"""

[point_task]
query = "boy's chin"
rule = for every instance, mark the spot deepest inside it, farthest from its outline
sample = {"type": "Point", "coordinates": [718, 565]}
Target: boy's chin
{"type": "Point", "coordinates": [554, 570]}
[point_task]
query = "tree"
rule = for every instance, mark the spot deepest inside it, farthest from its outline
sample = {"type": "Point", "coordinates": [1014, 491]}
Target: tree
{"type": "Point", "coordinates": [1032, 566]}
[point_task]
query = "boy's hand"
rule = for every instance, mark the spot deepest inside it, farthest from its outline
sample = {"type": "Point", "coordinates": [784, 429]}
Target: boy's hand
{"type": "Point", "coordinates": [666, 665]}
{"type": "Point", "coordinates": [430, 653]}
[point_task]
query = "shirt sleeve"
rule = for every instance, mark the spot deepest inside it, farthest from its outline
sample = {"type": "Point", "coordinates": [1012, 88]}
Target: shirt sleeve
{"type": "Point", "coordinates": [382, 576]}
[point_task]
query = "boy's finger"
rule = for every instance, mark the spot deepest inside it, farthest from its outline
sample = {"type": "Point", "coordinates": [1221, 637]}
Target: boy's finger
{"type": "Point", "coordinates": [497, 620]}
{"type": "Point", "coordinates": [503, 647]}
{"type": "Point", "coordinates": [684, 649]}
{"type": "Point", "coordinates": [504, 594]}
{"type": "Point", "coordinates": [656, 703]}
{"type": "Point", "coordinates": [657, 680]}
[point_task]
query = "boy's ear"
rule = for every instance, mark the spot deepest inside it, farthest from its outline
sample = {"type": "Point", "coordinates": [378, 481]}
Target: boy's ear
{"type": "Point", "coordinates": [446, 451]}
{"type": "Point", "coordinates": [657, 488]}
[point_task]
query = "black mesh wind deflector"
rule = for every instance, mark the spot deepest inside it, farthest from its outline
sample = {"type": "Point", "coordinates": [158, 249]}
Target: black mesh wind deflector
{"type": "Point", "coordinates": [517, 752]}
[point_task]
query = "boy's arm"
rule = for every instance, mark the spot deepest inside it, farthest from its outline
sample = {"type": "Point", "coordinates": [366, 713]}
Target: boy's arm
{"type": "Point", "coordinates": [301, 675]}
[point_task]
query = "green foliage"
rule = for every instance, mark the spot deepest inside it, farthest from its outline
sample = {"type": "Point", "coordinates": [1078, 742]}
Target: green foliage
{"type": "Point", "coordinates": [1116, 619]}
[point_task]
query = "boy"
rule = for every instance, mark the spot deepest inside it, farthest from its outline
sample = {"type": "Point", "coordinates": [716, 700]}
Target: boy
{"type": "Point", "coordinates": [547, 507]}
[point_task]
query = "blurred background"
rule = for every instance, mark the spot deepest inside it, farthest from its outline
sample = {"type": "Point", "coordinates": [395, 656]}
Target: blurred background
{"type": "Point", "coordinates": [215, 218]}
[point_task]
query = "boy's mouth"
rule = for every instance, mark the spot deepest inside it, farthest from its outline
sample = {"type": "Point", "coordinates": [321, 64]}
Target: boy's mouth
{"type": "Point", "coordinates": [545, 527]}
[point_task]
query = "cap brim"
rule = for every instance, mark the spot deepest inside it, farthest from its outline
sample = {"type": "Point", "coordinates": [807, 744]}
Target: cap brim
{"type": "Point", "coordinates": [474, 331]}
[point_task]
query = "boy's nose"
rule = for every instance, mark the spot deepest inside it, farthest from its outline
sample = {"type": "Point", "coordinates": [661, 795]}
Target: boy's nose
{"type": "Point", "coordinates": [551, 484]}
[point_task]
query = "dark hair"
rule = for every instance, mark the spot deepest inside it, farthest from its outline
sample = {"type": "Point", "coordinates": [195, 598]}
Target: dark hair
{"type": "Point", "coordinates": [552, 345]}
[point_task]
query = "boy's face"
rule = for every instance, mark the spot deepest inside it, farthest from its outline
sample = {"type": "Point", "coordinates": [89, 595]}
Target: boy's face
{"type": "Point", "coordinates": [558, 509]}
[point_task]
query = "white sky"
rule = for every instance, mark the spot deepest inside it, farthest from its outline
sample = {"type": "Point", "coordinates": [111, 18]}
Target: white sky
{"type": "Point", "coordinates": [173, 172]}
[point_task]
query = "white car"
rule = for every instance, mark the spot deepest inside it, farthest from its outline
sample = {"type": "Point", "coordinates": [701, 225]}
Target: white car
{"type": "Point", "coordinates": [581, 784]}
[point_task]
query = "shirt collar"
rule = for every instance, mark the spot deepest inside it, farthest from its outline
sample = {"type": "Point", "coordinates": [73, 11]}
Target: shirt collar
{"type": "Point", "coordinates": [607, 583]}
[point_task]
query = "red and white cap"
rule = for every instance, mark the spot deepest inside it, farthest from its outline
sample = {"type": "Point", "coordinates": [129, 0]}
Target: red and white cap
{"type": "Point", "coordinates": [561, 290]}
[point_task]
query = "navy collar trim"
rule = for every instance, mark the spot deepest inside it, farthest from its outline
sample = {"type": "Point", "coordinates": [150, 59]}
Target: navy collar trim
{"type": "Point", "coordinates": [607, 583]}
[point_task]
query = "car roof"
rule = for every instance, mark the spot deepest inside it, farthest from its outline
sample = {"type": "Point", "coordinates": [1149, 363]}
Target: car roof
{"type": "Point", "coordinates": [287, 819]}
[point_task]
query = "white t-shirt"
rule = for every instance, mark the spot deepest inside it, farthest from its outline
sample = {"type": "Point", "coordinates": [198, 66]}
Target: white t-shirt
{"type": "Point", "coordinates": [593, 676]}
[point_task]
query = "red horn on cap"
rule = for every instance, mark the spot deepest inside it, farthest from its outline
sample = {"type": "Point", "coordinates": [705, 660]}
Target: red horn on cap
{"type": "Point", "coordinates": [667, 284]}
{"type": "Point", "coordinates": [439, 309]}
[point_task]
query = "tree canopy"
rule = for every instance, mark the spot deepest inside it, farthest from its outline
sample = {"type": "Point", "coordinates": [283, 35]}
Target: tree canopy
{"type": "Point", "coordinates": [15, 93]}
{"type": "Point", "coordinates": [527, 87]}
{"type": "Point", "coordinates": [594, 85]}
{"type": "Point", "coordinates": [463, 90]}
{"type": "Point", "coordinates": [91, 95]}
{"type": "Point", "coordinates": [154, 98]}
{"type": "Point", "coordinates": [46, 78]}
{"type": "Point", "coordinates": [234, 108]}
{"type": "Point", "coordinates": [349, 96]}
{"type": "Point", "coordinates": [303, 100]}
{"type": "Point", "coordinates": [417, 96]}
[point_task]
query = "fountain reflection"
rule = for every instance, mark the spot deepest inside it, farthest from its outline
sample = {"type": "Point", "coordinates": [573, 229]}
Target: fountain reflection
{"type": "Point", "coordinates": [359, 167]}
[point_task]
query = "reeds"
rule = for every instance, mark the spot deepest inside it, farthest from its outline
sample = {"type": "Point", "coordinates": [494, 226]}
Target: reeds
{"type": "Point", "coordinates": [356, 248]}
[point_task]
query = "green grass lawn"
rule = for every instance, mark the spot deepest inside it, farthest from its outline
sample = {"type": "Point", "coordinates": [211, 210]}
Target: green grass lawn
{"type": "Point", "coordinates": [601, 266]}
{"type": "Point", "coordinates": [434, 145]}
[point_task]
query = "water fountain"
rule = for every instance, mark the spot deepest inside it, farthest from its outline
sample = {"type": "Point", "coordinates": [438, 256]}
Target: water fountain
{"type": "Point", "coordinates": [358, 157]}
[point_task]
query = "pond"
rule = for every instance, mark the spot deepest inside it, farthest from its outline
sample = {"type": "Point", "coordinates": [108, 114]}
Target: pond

"""

■ Problem details: Transcribe all the entries, keeping each one exactly as it is.

■ Solution below:
[point_task]
query = "boy's chin"
rule = for every instance, mark the spot deepest inside it, farthest from its outline
sample = {"type": "Point", "coordinates": [718, 565]}
Target: boy's chin
{"type": "Point", "coordinates": [554, 570]}
[point_task]
query = "tree"
rule = for every instance, mark the spot deepest inside it, farthest from its outline
sample = {"type": "Point", "coordinates": [1014, 491]}
Target: tree
{"type": "Point", "coordinates": [1032, 566]}
[point_task]
query = "boy's hand"
rule = for every instance, mark the spot deepest inside it, farthest from its outline
sample = {"type": "Point", "coordinates": [784, 429]}
Target: boy's hand
{"type": "Point", "coordinates": [666, 665]}
{"type": "Point", "coordinates": [430, 653]}
[point_task]
query = "shirt sleeve"
rule = for every instance, mark the spot deepest inside it, farthest from its outline
sample = {"type": "Point", "coordinates": [1012, 88]}
Target: shirt sleeve
{"type": "Point", "coordinates": [382, 576]}
[point_task]
query = "boy's finger"
rule = for every instance, mark the spot deepest inside it, farthest from its outline
sample = {"type": "Point", "coordinates": [1221, 637]}
Target: boy's finger
{"type": "Point", "coordinates": [497, 620]}
{"type": "Point", "coordinates": [503, 647]}
{"type": "Point", "coordinates": [684, 649]}
{"type": "Point", "coordinates": [504, 594]}
{"type": "Point", "coordinates": [656, 703]}
{"type": "Point", "coordinates": [657, 680]}
[point_task]
query = "boy's ear"
rule = for every instance, mark the spot deepest inside it, farthest from its outline
sample = {"type": "Point", "coordinates": [378, 481]}
Target: boy's ear
{"type": "Point", "coordinates": [446, 451]}
{"type": "Point", "coordinates": [657, 488]}
[point_task]
query = "black mesh wind deflector"
rule = for every instance, mark the spot deepest inside it, farthest from its outline
sample = {"type": "Point", "coordinates": [158, 249]}
Target: black mesh wind deflector
{"type": "Point", "coordinates": [517, 752]}
[point_task]
query = "boy's arm"
rule = for every instance, mark the spot deepest inside it, farthest from its outline
sample = {"type": "Point", "coordinates": [366, 713]}
Target: boy's arm
{"type": "Point", "coordinates": [301, 675]}
[point_task]
query = "green foliage"
rule = for every instance, mark the spot deepest inside it, farthest from its outline
sample = {"type": "Point", "coordinates": [1078, 742]}
Target: green foliage
{"type": "Point", "coordinates": [1116, 619]}
[point_task]
query = "boy"
rule = for every instance, mark the spot deepest inside it, farthest from its outline
sample = {"type": "Point", "coordinates": [716, 700]}
Target: boy
{"type": "Point", "coordinates": [547, 507]}
[point_task]
query = "blurred background"
rule = for every instance, mark the spot deepest inside it, farthest from its outline
sample = {"type": "Point", "coordinates": [395, 656]}
Target: blurred background
{"type": "Point", "coordinates": [215, 218]}
[point_task]
query = "boy's mouth"
rule = for every instance, mark the spot deepest inside it, farthest from its outline
sample = {"type": "Point", "coordinates": [321, 64]}
Target: boy's mouth
{"type": "Point", "coordinates": [545, 527]}
[point_task]
query = "cap brim"
rule = for every instance, mark the spot deepest inside it, farthest from its outline
sample = {"type": "Point", "coordinates": [807, 744]}
Target: cap brim
{"type": "Point", "coordinates": [474, 331]}
[point_task]
query = "boy's nose"
rule = for every instance, mark the spot deepest inside it, farthest from its outline
sample = {"type": "Point", "coordinates": [661, 795]}
Target: boy's nose
{"type": "Point", "coordinates": [551, 484]}
[point_task]
query = "dark hair"
rule = for every instance, mark the spot deepest inside it, farthest from its outline
sample = {"type": "Point", "coordinates": [195, 598]}
Target: dark hair
{"type": "Point", "coordinates": [552, 345]}
[point_task]
query = "boy's face"
rule = for every instance, mark the spot deepest inside it, farthest from its outline
sample = {"type": "Point", "coordinates": [89, 595]}
Target: boy's face
{"type": "Point", "coordinates": [558, 509]}
[point_task]
query = "white sky"
rule = for every instance, mark the spot deepest inside it, farthest from its outline
sample = {"type": "Point", "coordinates": [111, 18]}
Target: white sky
{"type": "Point", "coordinates": [173, 172]}
[point_task]
query = "white car"
rule = for every instance, mark the spot deepest inside it, farthest from its outline
sample = {"type": "Point", "coordinates": [701, 225]}
Target: white car
{"type": "Point", "coordinates": [581, 784]}
[point_task]
query = "shirt collar"
rule = for every instance, mark the spot deepest inside it, farthest from its outline
sample = {"type": "Point", "coordinates": [73, 11]}
Target: shirt collar
{"type": "Point", "coordinates": [607, 583]}
[point_task]
query = "red and white cap"
rule = for every instance, mark the spot deepest inside it, farthest from its outline
sample = {"type": "Point", "coordinates": [129, 0]}
Target: red and white cap
{"type": "Point", "coordinates": [561, 290]}
[point_task]
query = "navy collar trim"
rule = for every instance, mark the spot deepest inside it, farthest from its outline
sample = {"type": "Point", "coordinates": [150, 59]}
Target: navy collar trim
{"type": "Point", "coordinates": [607, 583]}
[point_task]
query = "car roof"
rule = for every instance, mark the spot deepest inside it, farthest from its outline
sample = {"type": "Point", "coordinates": [1149, 363]}
Target: car roof
{"type": "Point", "coordinates": [287, 819]}
[point_task]
query = "white t-shirt"
rule = for every instance, mark the spot deepest inside it, farthest from its outline
sample = {"type": "Point", "coordinates": [198, 66]}
Target: white t-shirt
{"type": "Point", "coordinates": [593, 676]}
[point_task]
query = "red horn on cap"
rule = for every instance, mark the spot deepest inside it, farthest from its outline
sample = {"type": "Point", "coordinates": [705, 660]}
Target: red horn on cap
{"type": "Point", "coordinates": [667, 284]}
{"type": "Point", "coordinates": [439, 309]}
[point_task]
query = "tree canopy"
rule = for every instance, mark the spot deepest inside it, farthest from its outline
sample = {"type": "Point", "coordinates": [283, 35]}
Target: tree canopy
{"type": "Point", "coordinates": [15, 93]}
{"type": "Point", "coordinates": [527, 87]}
{"type": "Point", "coordinates": [594, 85]}
{"type": "Point", "coordinates": [463, 90]}
{"type": "Point", "coordinates": [91, 95]}
{"type": "Point", "coordinates": [154, 98]}
{"type": "Point", "coordinates": [46, 78]}
{"type": "Point", "coordinates": [234, 108]}
{"type": "Point", "coordinates": [349, 96]}
{"type": "Point", "coordinates": [303, 100]}
{"type": "Point", "coordinates": [417, 96]}
[point_task]
query = "fountain reflection"
rule = for every instance, mark the spot deepest inside it, farthest from its outline
sample = {"type": "Point", "coordinates": [573, 229]}
Target: fountain reflection
{"type": "Point", "coordinates": [359, 167]}
[point_task]
query = "reeds"
rule = for every instance, mark the spot deepest inside it, farthest from its outline
sample = {"type": "Point", "coordinates": [494, 226]}
Target: reeds
{"type": "Point", "coordinates": [356, 248]}
[point_task]
query = "green grass lawn"
rule = for every instance, mark the spot deepest inside it, farthest from its outline
sample = {"type": "Point", "coordinates": [211, 210]}
Target: green grass lawn
{"type": "Point", "coordinates": [601, 266]}
{"type": "Point", "coordinates": [434, 145]}
[point_task]
query = "water fountain"
rule = for every instance, mark the spot deepest inside it, farthest from its outline
sample = {"type": "Point", "coordinates": [438, 256]}
Target: water fountain
{"type": "Point", "coordinates": [358, 157]}
[point_task]
query = "pond"
rule = for every instance, mark the spot deepest inside it, farthest from its outline
sample = {"type": "Point", "coordinates": [108, 114]}
Target: pond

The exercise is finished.